▶ **Exercise aim**:
Copy out the following records word for word, with nothing left out or altered.

▶ **Excerpt from a dataset**:
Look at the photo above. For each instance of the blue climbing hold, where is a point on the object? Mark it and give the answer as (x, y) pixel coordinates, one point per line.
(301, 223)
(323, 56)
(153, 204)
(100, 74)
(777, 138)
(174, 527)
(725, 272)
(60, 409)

▶ **Task response**:
Look at the photo above. For each instance of the blue climbing hold, where is a point on the object? Mark it and give the answer as (x, y) pixel coordinates, one point per line.
(301, 223)
(323, 56)
(153, 204)
(100, 74)
(777, 138)
(174, 527)
(725, 272)
(60, 409)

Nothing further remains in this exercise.